# Help a new Reader!!!



## Macaulaya26 (Apr 3, 2008)

Hello,
     I have read a couple science fiction series such as the Harry Potter book(my favorite books of all time) and the Ender's Game series.  I enjoyed both of the series a lot but now i am stuck on what to read.  At Barnes and Noble I was talking to someone and he told my the Codex of Alera series by Jim Butcher so I had them order me that.  Any way's I picked up The Eye of The World and have started that.  Any other suggestions based on the types of books I read?
            Thank you


----------



## chrispenycate (Apr 3, 2008)

Harry Potter may be many things, but it is *not* Science fiction (sorry,  I'm allowed to be pedantic, it's in my job description) 

More seriously, if you enjoyed both the Harry Potter books (simplistic  magic and good and evil clearly defined) and the Ender Wiggin books (even "Children of the mind?), (technology based, which leave a lot more questions about morality, even if he does tend to force feed us opinions) you've got an awful lot of speculative fiction (possibly not horror or ultra high-tech) that you'll appreciate; try a trip to the "recommendations" thread in "general book discussions". (no. I wouldn't dare. I'd have steered you away from the "Wheel of Time" books because of ultimate disappointment)

The problem with these enormous series (as against the single, self-contained novels and short stories of my youth) is that, once launched. it's very difficult to stop, even if you're barely enjoying them at all any more, but I suspect you could try one of the Eddings series - perhaps the Belgariad. 

Oh, and welcome in, by the way.


----------



## GOLLUM (Apr 3, 2008)

Eddings original series, Ursula Le Guin's classic Wizard Of Earthsea, Garner's Weird Stone Of Brisingamen, Terry Brook's Shannara series, Weiss and Hickmann's Dragonlance, the list goes on but I suspect you may like those. Of course as Chris suggests these are fantasy based books.

If you're after more SF then that's another story.

Welcome too, hope you enjoy the stay..


----------



## mogano (Apr 8, 2008)

Hi!Can you recommend me a good science fiction book about collective consciousness - I mean something like non-single mind in a single body?Thank you for your help


----------



## tyr (May 6, 2008)

mogano,
I don't know whether this will answer your query or not, but I try to response.

For story with collective consciousness, I have read _A Fire Upon The Deep_ by Vernor Vinge. There is a species with Group Mind.

For non-single mind in an individual, you can try _More Than Human _by Theodore Sturgeon.


----------



## The Ace (May 6, 2008)

Why not check out your local library?  You can sample books for free and then only buy the ones you like.


----------



## old wallie (May 7, 2008)

The library is a great suggestion.  Try Hal Clement's "Mission of Gravity".  The library probably has many old SF and Fantasy books.  Try the Heinlein young peoples books, such as "Have Spacesuit will Travel" and "Double Star".  Also try some short story collections.  I started with "The Green Hills of Earth".  You might like Drakes "Hammer's Slammers".

(Task item a) Pick out every line of the rows below that contains the string "clicks".

(Material to process)
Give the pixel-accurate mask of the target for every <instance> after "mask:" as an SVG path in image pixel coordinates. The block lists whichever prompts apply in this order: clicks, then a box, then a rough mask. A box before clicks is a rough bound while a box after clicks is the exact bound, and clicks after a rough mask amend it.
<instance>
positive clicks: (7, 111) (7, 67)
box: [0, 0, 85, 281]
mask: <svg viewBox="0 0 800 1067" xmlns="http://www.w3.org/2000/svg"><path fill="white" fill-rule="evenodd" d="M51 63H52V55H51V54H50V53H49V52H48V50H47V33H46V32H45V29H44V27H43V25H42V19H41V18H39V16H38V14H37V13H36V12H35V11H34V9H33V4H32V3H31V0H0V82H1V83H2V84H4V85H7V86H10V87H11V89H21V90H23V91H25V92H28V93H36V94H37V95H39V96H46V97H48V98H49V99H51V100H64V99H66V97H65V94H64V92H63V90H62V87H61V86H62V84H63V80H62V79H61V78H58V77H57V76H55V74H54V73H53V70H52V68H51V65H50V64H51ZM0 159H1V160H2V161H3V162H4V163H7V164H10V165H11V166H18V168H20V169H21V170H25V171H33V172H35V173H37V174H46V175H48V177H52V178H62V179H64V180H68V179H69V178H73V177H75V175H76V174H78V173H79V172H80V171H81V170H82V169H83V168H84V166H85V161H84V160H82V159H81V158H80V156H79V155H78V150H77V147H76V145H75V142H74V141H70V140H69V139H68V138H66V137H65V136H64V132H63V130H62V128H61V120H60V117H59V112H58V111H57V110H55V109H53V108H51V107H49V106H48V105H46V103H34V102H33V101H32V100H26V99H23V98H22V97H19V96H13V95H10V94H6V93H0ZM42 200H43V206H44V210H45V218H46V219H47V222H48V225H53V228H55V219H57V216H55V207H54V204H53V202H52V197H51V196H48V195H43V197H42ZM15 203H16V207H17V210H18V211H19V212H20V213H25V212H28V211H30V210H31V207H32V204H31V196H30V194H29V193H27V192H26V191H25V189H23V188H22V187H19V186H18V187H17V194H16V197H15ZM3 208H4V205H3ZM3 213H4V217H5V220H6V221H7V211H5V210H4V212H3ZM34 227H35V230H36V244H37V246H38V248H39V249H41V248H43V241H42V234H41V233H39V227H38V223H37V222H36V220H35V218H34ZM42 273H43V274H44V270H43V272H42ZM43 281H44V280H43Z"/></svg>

(Task item b)
Answer these questions from the forum thread on book recommendations:
(i) Which series did the person at Barnes and Noble recommend to Macaulaya26?
(ii) Which book does tyr suggest for a non-single mind in an individual?
(iii) Which short story collection did old wallie start with?

(Written reply a)
Give the pixel-accurate mask of the target for every <instance> after "mask:" as an SVG path in image pixel coordinates. The block lists whichever prompts apply in this order: clicks, then a box, then a rough mask. A box before clicks is a rough bound while a box after clicks is the exact bound, and clicks after a rough mask amend it.
positive clicks: (7, 111) (7, 67)

(Written reply b)
(i) The Codex of Alera series by Jim Butcher
(ii) More Than Human by Theodore Sturgeon
(iii) "The Green Hills of Earth"